**Instructions to follow**.
Find "Could you mark every instance of the lion shadow" in the data below; transcribe the line it appears on and each line after it, exactly, to the end, and nothing else.

Labeled-object pointing entries:
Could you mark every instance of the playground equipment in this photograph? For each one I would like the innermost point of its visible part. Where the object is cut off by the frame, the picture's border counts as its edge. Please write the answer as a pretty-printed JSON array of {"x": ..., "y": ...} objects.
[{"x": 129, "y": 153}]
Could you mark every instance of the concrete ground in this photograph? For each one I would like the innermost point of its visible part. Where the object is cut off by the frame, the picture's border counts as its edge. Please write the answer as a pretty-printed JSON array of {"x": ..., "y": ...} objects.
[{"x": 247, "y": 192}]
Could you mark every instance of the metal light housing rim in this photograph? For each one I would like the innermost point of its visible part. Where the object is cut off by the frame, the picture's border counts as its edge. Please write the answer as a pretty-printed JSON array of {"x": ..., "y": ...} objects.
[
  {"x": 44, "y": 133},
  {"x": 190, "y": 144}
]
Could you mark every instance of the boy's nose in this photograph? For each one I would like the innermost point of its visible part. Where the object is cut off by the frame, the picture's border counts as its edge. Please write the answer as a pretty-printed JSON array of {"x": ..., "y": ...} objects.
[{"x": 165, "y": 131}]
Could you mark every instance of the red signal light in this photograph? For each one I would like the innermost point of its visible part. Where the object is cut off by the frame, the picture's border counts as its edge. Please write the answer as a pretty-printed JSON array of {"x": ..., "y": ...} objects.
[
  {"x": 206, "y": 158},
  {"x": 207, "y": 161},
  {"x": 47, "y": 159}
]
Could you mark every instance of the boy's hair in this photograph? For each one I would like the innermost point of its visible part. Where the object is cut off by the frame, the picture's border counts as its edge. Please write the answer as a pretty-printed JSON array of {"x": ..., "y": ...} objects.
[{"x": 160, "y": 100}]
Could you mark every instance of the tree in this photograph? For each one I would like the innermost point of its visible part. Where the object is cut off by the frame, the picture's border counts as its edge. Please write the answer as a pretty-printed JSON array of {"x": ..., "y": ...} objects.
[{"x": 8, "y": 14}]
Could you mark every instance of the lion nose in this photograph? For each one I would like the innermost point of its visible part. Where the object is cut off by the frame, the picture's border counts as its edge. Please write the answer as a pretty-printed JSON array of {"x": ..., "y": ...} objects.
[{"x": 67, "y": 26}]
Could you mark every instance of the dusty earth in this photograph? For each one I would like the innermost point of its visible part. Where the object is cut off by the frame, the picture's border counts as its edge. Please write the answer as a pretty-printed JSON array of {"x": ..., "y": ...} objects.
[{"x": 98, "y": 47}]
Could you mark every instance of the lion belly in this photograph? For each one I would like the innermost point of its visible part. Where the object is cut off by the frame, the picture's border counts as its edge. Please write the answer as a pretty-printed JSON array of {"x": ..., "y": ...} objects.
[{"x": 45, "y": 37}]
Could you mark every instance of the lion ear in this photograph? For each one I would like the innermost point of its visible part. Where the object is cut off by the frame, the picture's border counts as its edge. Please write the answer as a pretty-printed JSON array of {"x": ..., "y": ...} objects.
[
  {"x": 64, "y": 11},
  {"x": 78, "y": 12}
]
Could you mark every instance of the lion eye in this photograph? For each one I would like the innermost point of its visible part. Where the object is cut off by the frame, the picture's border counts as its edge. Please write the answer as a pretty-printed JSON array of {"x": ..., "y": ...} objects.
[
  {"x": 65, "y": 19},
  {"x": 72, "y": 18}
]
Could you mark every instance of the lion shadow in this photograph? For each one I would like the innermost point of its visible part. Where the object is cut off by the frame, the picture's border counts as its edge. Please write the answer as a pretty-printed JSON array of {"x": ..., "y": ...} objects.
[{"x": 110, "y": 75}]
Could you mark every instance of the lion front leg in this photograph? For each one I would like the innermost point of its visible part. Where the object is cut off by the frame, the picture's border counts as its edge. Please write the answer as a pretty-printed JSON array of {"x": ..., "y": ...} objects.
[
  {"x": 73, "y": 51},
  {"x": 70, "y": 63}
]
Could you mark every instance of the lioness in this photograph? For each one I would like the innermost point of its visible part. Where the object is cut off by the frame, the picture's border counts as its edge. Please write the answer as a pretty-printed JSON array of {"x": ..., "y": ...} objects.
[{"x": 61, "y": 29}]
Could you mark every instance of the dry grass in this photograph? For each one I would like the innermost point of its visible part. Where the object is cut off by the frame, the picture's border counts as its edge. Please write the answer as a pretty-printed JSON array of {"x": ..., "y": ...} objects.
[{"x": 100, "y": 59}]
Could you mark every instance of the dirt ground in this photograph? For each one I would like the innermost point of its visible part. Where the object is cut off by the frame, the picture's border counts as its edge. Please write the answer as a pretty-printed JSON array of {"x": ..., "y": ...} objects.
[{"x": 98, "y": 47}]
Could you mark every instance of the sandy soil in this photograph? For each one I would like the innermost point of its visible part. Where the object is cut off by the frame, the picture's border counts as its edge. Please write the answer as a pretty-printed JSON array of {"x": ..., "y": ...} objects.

**Correct response**.
Could you mark every instance of the lion shadow in this photograph? For each one I would like the innermost point of its visible part. Where the object is cut off by the frame, the picture's border counts as its edge. Please write the answer as a pretty-printed JSON array of {"x": ..., "y": ...} objects.
[{"x": 110, "y": 75}]
Could you mark every instance of the lion front leg in this photograph? For each one I would like the innermost point of its visible part. Where the object is cut off by the frame, the picture's border counts as its edge. Please write the answer as a pretty-printed JSON array of {"x": ..., "y": ...} objects.
[
  {"x": 73, "y": 51},
  {"x": 70, "y": 63}
]
Could you mark every instance of the lioness in this photograph? For each one I would like the innermost point of its visible part. Where the object is cut off by the frame, the picture's border counts as its edge. Please write the answer as a pretty-printed JSON array of {"x": ..., "y": ...} objects.
[{"x": 61, "y": 29}]
Could you mark every instance of the dry grass in this photograph? For each one I would like the innermost point of its visible part. Where the object is cut off by the frame, the picture's border counts as its edge. Please write the answer as a pretty-printed JSON array of {"x": ..., "y": ...} objects.
[{"x": 100, "y": 59}]
Could you mark every instance of the dirt ground in this photograph? For each one I would like the innermost point of its visible part. Where the object is cut off by the frame, the picture's border counts as its edge. Please write the answer as a pretty-printed JSON array of {"x": ..., "y": ...} objects.
[{"x": 98, "y": 47}]
Could you mark every instance of the sandy soil in this photograph? For each one I would like the innermost point of its visible part. Where the object is cut off by the frame, the picture's border counts as its edge. Please write the answer as a pretty-printed JSON array of {"x": ..., "y": ...} objects.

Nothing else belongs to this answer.